== Supplied passage ==
+---+

T C v B C (21300/2022) [2024] ZAGPJHC 56 (25 January 2024)


Editorial note: Certain information has been redacted from this judgment in compliance with the law.

IN THE HIGH COURT OF SOUTH AFRICA

Shape1

(1) REPORTABLE: NO

(2) OF INTEREST TO OTHER JUDGES: NO

(3) REVISED:

Date: 25/01/2024 Signature:

____________________ ____________________

DATE SIGNATURE

















GAUTENG LOCAL DIVISION, JOHANNESburg


CASE No: 21300/2022



In the matter between:

T[…] C[…] Applicant

And

B[…] C[…] Respondent


JUDGMENT




MAHOMED AJ

This is an application for interim maintenance and a contribution toward legal costs in terms of R43 of the Uniform Rules of Court. The parties were married in community of property in 2010 and two minor children are born of their marriage. The children live with their father, the respondent, in the marital home and the applicant resides with her partner. The evidence is that both parties have moved on with their lives since they separated in February 2023.

The evidence

1. The applicant alleged that she was forced out of her marital home, and now lives with her partner in KwaZulu Natal. She agrees that the children are better off living with their father, as he controls the family business and all finances, he can attend to their needs. She requires access to the children and a family advocate has made recommendations in that regard.1

2. The applicant claims R25 000 per month in respect of interim maintenance and R300 000 as a contribution toward legal costs.2 She contended that during their marriage she was responsible for their home, and she took care of the children. She was financially dependent on the respondent, through the years, although the respondent alleged that he had always wanted her to support herself. He annexed registration documents of companies which he alleged he registered to assist her to earn an income, however none of the businesses were successful. He accepted that she was not sufficiently skilled for the job market. There is no evidence before me regarding the performance of the companies that were registered nor the income the applicant received from any of those companies. There is no evidence before me that when she left the marital home, she was employed or earning an income. The respondent alleged that she owned two companies with her partner, however not much else is before the court in that regard, except documents which reflect that each of the entities is being deregistered.

+---+

== Instruction 1 ==
Translate this sentence from the maintenance judgment into Spanish: "The parties were married in community of property in 2010 and two minor children are born of their marriage."
== Instruction 2 ==
Pick up the maintenance judgment after its last sentence and carry it on in the same style.

+---+

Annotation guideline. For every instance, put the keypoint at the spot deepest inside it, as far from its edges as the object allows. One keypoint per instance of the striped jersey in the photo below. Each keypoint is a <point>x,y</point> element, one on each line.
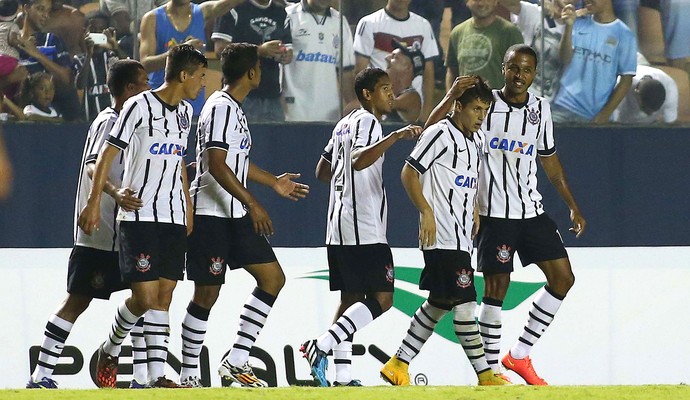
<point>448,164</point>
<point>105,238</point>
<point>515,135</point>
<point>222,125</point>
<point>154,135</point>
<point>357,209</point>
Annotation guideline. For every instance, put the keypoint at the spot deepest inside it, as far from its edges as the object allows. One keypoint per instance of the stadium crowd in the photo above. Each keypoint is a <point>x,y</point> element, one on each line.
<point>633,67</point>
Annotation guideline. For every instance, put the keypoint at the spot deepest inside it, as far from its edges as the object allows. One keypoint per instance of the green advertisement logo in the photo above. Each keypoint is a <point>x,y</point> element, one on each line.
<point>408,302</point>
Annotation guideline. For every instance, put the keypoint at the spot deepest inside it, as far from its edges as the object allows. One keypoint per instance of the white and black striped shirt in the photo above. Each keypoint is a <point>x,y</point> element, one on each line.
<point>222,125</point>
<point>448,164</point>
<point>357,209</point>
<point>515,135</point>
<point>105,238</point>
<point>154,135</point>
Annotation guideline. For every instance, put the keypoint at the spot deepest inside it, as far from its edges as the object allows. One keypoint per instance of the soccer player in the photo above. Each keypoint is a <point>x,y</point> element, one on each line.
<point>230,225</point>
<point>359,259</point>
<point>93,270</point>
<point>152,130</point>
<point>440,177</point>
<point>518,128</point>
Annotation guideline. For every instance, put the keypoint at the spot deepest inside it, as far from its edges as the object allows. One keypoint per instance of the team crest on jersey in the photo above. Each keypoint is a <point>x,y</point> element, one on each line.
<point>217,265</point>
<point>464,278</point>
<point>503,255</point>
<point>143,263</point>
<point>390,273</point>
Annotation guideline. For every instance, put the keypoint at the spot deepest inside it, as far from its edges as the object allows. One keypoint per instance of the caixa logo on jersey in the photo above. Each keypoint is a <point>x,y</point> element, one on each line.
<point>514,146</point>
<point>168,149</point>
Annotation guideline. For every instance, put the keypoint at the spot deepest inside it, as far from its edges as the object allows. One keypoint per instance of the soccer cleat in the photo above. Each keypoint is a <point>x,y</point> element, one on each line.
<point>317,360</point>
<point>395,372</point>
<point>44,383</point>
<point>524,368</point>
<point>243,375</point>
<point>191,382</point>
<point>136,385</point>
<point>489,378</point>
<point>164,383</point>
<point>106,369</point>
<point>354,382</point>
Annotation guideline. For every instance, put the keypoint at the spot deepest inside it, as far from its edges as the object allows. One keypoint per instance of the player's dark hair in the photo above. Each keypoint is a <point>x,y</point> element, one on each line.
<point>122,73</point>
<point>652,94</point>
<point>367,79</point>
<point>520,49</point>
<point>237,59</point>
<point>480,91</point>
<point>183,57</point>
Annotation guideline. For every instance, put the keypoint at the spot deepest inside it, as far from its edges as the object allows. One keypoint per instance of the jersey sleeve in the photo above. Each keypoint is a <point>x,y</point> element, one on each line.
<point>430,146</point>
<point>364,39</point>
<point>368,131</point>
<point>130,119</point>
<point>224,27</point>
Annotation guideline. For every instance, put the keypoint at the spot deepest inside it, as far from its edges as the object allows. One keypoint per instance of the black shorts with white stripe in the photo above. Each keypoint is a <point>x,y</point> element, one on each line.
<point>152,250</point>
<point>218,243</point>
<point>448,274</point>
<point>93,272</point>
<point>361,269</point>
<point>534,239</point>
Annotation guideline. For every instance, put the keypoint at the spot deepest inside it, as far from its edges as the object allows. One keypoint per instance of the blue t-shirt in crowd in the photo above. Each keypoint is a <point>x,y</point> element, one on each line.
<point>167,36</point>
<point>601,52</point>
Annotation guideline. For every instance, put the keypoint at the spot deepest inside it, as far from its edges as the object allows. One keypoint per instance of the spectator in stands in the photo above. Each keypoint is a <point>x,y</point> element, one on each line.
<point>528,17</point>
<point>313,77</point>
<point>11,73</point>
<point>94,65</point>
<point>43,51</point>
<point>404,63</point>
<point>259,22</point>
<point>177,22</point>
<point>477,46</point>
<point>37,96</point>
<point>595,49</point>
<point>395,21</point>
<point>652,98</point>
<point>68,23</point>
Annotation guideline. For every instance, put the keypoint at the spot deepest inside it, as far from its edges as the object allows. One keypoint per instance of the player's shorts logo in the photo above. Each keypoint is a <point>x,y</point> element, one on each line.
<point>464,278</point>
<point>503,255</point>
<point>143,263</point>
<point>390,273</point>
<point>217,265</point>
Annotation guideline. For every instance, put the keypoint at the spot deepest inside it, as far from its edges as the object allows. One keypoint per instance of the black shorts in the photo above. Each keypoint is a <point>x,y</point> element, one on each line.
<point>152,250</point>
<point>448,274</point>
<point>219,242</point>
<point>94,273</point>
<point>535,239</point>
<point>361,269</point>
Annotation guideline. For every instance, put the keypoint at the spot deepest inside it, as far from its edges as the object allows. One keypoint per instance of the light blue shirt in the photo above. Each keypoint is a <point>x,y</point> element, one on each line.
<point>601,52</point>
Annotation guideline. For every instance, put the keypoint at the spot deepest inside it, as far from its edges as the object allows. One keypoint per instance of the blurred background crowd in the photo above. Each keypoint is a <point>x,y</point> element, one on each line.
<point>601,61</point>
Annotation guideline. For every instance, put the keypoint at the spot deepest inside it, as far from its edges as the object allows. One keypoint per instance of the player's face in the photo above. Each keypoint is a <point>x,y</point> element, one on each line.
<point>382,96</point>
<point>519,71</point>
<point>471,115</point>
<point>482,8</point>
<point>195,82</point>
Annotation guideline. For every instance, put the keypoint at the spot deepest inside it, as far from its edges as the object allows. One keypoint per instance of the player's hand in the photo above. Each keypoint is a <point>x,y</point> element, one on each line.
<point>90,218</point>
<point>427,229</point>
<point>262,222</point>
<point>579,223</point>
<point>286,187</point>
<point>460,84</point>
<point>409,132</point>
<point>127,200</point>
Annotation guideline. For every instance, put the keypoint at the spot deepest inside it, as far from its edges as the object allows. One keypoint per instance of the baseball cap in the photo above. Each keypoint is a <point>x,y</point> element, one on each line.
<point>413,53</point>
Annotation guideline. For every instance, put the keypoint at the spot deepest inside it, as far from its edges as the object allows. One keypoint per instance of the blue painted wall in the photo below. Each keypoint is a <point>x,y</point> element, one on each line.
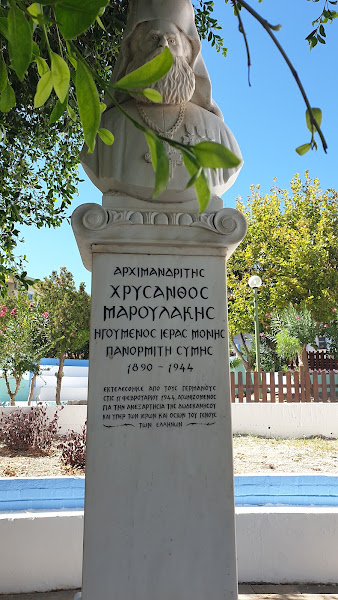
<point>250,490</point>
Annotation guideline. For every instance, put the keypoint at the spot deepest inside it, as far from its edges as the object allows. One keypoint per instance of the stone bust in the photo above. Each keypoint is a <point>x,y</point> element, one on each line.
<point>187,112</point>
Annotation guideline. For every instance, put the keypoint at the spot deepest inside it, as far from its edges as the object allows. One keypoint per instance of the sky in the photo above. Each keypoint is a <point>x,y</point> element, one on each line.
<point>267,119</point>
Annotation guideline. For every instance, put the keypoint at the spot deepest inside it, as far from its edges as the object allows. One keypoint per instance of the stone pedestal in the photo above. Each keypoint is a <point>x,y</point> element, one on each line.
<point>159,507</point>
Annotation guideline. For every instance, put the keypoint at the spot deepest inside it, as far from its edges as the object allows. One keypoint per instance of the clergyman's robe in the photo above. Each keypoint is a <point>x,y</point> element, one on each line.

+---+

== Exercise response 1 ==
Las partes contrajeron matrimonio en régimen de comunidad de bienes en 2010 y de su matrimonio nacieron dos hijos menores de edad.

== Exercise response 2 ==
3. The party’s relationship became strained when they accused the other of engaging in extra marital relationships. The respondent has secured a protection order against her whilst she was away to attend her father’s funeral. She is ordered not to assault, intimidate, or harass the respondent, she could not return to the marital home as she feared for her safety. She has two criminal matters pending, for failure to attend court, common assault, and conspiracy to commit murder. She has not seen her children in the past year and does not have the finances to visit them nor to have them over as she resides with her partner in KwaZulu Natal. The respondent has taken away her car which he had bought for her, the events in this regard are disputed.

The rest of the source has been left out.